* _AIM OF THE TASK_
Reproduce the data below, changing each occurrence of "cart" to "trolley" and keeping everything else identical.

----------

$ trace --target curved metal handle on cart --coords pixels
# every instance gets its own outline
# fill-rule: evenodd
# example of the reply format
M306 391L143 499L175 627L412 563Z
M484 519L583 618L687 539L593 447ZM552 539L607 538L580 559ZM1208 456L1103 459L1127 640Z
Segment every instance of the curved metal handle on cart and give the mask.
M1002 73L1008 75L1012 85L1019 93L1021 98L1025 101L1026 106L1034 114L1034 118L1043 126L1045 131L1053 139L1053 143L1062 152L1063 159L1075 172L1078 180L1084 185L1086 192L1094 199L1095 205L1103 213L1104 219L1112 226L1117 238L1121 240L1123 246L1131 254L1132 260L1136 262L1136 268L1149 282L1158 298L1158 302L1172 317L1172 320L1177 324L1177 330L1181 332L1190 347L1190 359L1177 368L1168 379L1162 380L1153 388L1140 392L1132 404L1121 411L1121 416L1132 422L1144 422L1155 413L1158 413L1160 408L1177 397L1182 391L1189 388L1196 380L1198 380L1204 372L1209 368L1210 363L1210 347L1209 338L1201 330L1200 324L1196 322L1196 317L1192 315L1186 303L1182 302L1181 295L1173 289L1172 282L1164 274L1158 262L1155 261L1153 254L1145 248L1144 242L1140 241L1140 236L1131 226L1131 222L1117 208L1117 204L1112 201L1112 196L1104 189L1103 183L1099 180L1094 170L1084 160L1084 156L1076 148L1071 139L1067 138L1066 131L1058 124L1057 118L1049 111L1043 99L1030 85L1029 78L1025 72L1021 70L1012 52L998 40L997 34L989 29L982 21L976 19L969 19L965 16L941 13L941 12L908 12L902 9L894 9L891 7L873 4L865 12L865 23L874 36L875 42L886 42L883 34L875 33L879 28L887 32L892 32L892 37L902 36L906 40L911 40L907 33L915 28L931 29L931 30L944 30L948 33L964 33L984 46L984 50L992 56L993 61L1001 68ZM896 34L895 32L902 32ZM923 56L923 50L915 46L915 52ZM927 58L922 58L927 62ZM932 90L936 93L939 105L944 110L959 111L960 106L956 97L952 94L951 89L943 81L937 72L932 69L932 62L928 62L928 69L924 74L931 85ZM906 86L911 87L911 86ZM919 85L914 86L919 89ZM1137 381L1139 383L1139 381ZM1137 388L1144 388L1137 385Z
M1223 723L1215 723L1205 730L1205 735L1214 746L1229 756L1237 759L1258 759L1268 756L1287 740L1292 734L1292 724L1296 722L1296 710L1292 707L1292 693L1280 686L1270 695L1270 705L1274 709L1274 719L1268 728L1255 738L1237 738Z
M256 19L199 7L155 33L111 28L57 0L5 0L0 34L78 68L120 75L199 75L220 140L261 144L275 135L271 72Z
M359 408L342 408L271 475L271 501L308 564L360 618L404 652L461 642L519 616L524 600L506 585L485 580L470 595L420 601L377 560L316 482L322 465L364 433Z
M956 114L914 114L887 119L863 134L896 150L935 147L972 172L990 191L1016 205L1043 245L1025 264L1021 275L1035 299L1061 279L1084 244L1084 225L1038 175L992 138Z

----------

* _RESPONSE BELOW_
$ trace --target curved metal handle on trolley --coords pixels
# every instance gets its own outline
# fill-rule: evenodd
# example of the reply format
M306 391L143 499L175 627L412 563Z
M484 519L583 618L687 539L593 447ZM552 539L607 538L580 559ZM1208 456L1103 459L1127 640Z
Segment every instance of the curved metal handle on trolley and give the mask.
M1002 73L1008 75L1012 85L1019 93L1021 98L1025 101L1026 106L1034 114L1034 118L1043 126L1045 131L1053 139L1053 143L1062 152L1063 159L1075 172L1078 180L1084 185L1086 192L1094 199L1095 205L1103 213L1104 219L1112 226L1117 238L1121 240L1123 246L1131 254L1132 260L1136 262L1136 268L1149 282L1158 298L1158 302L1172 317L1172 320L1177 324L1177 330L1181 332L1190 347L1190 359L1177 368L1168 379L1162 380L1153 388L1140 392L1132 404L1121 411L1121 416L1132 422L1144 422L1155 413L1158 413L1160 408L1177 397L1182 391L1189 388L1196 380L1198 380L1204 372L1209 368L1210 363L1210 347L1209 338L1201 330L1200 324L1196 322L1196 317L1192 315L1186 303L1182 302L1181 295L1173 289L1172 282L1164 274L1158 262L1155 261L1153 254L1145 248L1144 242L1140 241L1140 236L1131 226L1131 222L1117 208L1117 204L1112 201L1112 196L1104 189L1103 183L1099 180L1094 170L1084 160L1084 156L1076 148L1071 139L1067 138L1066 131L1058 124L1057 118L1049 111L1043 99L1030 85L1029 78L1025 72L1021 70L1012 52L998 40L997 34L989 29L982 21L976 19L969 19L965 16L941 13L941 12L908 12L902 9L894 9L891 7L873 4L865 12L865 23L874 36L875 42L886 42L883 34L875 33L879 28L887 32L892 32L892 37L902 36L906 40L911 40L907 33L915 28L931 29L931 30L944 30L948 33L964 33L984 46L984 50L992 56L993 61L1001 68ZM896 34L895 32L902 32ZM923 56L923 50L915 46L915 52ZM927 58L922 58L927 62ZM932 90L936 93L939 105L944 110L959 111L960 106L956 97L952 94L951 89L943 81L937 72L932 69L932 62L928 62L928 69L924 74L931 85ZM906 86L911 87L911 86ZM919 85L914 86L919 89ZM1137 381L1139 383L1139 381ZM1137 388L1144 388L1137 385Z
M1223 723L1215 723L1205 730L1205 735L1214 746L1229 756L1237 759L1258 759L1268 756L1287 740L1292 734L1292 724L1296 722L1296 710L1292 707L1292 693L1280 686L1270 695L1270 705L1274 709L1274 719L1268 728L1255 738L1237 738Z
M256 19L199 7L155 33L111 28L57 0L5 0L0 34L78 68L120 75L199 75L220 140L261 144L275 135L271 72Z
M359 408L342 408L271 475L271 501L308 564L360 618L404 652L461 642L519 616L524 600L506 585L485 580L470 595L420 601L377 560L316 482L322 465L364 433Z
M956 114L914 114L887 119L863 134L896 150L935 147L972 172L990 191L1016 205L1043 245L1025 264L1021 275L1035 299L1061 279L1084 244L1084 225L1038 175L992 138Z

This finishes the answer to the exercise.